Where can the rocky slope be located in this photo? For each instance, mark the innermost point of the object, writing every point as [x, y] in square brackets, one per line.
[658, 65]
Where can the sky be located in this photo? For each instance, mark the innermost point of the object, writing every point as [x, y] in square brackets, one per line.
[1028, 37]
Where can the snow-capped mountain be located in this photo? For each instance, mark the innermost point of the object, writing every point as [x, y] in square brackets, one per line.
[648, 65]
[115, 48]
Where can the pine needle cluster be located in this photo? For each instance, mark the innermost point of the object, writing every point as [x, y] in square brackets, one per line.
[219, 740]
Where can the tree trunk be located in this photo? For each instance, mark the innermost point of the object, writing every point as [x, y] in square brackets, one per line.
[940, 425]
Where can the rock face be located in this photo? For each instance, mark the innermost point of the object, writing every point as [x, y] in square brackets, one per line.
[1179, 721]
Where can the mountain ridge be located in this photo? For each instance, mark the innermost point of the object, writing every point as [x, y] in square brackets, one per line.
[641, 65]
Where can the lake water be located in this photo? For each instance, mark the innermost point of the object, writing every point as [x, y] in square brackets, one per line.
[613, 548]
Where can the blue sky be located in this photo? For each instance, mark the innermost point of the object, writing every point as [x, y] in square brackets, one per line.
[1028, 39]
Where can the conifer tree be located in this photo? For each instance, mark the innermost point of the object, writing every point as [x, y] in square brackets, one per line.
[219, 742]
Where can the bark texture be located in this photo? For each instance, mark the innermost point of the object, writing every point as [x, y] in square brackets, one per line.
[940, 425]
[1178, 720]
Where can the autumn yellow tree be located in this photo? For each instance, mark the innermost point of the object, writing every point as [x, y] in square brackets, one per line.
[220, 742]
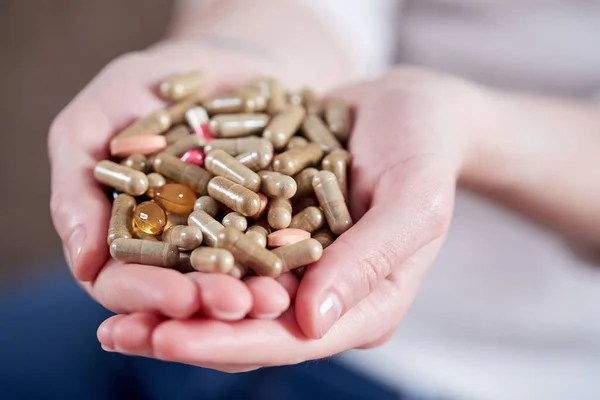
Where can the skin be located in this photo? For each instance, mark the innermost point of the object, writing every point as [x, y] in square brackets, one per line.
[417, 136]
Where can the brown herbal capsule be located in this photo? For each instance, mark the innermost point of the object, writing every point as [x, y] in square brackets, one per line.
[121, 218]
[222, 164]
[316, 131]
[122, 178]
[234, 196]
[310, 219]
[146, 252]
[249, 254]
[295, 160]
[209, 226]
[299, 254]
[192, 176]
[332, 202]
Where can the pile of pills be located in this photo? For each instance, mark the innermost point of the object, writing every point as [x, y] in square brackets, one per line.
[248, 181]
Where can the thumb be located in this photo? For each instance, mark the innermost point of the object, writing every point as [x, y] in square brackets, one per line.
[411, 207]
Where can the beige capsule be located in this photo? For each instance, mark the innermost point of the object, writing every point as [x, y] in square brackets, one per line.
[332, 202]
[235, 220]
[235, 196]
[121, 218]
[236, 125]
[283, 126]
[120, 177]
[192, 176]
[146, 252]
[277, 185]
[179, 86]
[183, 236]
[304, 182]
[207, 204]
[249, 254]
[295, 160]
[184, 144]
[316, 131]
[338, 162]
[310, 219]
[299, 254]
[338, 118]
[222, 164]
[209, 226]
[279, 215]
[212, 260]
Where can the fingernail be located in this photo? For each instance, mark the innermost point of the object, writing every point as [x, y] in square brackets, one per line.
[75, 244]
[330, 311]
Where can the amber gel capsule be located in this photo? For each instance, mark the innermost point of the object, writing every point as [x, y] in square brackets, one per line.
[192, 176]
[234, 196]
[222, 164]
[332, 202]
[147, 252]
[209, 226]
[122, 178]
[249, 253]
[121, 218]
[283, 126]
[295, 160]
[175, 198]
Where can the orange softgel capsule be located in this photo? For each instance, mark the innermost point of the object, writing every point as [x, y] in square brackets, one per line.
[149, 217]
[175, 198]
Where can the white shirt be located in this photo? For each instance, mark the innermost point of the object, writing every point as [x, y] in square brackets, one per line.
[507, 311]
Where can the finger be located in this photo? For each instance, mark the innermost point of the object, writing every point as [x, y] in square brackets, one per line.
[270, 299]
[223, 297]
[127, 288]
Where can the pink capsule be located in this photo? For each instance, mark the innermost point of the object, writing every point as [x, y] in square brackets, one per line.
[193, 156]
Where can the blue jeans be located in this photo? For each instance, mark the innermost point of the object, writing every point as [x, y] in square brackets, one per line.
[49, 350]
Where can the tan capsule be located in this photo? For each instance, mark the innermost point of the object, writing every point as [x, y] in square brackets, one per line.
[316, 131]
[337, 162]
[304, 182]
[299, 254]
[234, 196]
[176, 133]
[222, 164]
[310, 219]
[212, 260]
[332, 202]
[138, 162]
[179, 86]
[283, 126]
[184, 144]
[235, 220]
[279, 215]
[207, 204]
[236, 125]
[277, 185]
[249, 254]
[152, 124]
[146, 252]
[120, 177]
[295, 160]
[209, 226]
[192, 176]
[183, 236]
[338, 118]
[121, 218]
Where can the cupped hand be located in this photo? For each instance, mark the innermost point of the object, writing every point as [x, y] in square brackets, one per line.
[415, 135]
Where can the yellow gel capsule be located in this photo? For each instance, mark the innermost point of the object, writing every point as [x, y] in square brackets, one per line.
[149, 217]
[175, 198]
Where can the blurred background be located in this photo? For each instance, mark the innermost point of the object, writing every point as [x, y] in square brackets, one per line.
[49, 51]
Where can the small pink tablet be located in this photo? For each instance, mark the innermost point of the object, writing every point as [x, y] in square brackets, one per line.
[139, 144]
[287, 236]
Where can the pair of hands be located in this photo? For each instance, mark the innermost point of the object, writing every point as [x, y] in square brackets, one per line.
[412, 139]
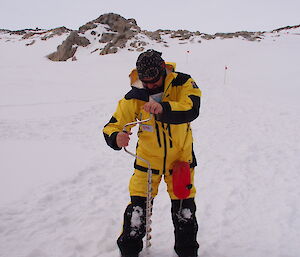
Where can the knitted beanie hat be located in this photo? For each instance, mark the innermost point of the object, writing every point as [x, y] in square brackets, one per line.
[150, 65]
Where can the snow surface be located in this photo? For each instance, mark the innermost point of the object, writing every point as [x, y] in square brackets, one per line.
[63, 191]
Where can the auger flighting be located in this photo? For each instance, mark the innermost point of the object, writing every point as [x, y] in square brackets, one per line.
[149, 184]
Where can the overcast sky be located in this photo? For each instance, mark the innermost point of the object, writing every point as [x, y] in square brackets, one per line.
[208, 16]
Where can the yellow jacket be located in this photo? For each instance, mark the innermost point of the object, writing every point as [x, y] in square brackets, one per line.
[167, 137]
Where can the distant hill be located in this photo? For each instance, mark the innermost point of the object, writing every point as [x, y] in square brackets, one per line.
[111, 32]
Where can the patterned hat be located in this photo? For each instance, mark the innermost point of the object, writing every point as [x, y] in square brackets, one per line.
[150, 65]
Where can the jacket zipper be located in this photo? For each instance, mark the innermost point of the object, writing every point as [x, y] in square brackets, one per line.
[165, 149]
[157, 134]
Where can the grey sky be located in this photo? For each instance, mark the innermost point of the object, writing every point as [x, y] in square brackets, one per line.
[209, 16]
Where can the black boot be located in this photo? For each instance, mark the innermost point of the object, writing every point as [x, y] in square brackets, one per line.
[185, 227]
[130, 242]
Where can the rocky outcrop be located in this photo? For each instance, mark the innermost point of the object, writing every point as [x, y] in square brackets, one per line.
[68, 48]
[119, 31]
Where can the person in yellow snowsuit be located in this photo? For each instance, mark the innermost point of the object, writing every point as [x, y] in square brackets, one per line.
[174, 100]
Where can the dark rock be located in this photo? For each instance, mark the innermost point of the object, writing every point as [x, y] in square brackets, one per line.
[67, 49]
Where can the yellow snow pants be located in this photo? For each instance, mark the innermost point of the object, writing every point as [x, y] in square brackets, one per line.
[138, 184]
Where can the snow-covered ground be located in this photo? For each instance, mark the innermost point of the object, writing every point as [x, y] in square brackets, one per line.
[63, 190]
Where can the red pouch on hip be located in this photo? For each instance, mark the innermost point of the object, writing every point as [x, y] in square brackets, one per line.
[181, 179]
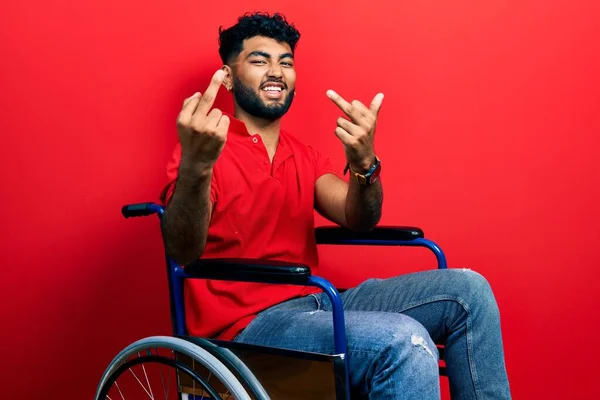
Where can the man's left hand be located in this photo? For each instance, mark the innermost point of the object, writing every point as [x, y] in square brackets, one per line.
[358, 133]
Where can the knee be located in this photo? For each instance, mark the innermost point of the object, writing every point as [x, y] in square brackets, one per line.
[408, 340]
[475, 289]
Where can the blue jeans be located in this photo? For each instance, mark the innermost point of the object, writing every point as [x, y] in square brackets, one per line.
[392, 326]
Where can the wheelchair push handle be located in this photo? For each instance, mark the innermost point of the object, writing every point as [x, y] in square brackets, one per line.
[141, 210]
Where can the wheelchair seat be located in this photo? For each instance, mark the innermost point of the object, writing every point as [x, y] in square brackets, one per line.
[214, 369]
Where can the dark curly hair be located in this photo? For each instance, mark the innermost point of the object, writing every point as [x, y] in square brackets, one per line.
[276, 27]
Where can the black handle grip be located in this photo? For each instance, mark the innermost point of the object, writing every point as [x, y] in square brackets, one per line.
[136, 210]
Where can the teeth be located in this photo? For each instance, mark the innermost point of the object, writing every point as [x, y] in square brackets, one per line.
[272, 89]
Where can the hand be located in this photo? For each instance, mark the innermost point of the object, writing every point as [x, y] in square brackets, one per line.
[358, 133]
[202, 134]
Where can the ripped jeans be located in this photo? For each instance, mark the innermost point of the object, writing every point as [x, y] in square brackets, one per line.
[392, 326]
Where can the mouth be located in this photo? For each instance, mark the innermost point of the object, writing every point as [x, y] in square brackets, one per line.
[273, 90]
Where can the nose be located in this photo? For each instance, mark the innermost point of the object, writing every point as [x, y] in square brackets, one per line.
[275, 71]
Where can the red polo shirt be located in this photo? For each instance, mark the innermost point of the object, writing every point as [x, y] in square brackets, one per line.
[261, 210]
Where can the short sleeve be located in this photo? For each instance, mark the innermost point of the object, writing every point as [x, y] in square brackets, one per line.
[322, 164]
[173, 172]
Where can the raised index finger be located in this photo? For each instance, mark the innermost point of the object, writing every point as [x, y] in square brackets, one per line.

----------------

Task description
Put everything from the first line of the items down to and including the line that contains "[1179, 721]" into a numbered list, leaving out any blank lines.

Answer for the task
1. Where can the rocky slope be located in this photo? For each instance, mark the innermost point of the object, writing every point as [x, y] in square brackets, one per line.
2. [658, 65]
3. Where can the sky be located in this photo? For each instance, mark the innermost point of the object, writing every point as [x, y] in square brackets, one per line.
4. [1028, 37]
5. Where can the snow-capped mountain be located in this photo? For each instance, mark the innermost point of the object, writing every point as [x, y] in square brackets, one per line.
6. [648, 65]
7. [115, 48]
8. Where can the pine needle cluster be located in this photo? For each instance, mark the innermost point of the object, writing every point as [x, y] in square brackets, one per line.
9. [219, 740]
10. Where can the tree trunk be located in this photo? For each instance, mark the innermost point of the object, writing every point as [x, y] in square brackets, one per line.
11. [940, 425]
12. Where can the rock face be located in this photo? For each instance, mark the innermost point of the object, writing every point as [x, y] in square brackets, one per line.
13. [1179, 721]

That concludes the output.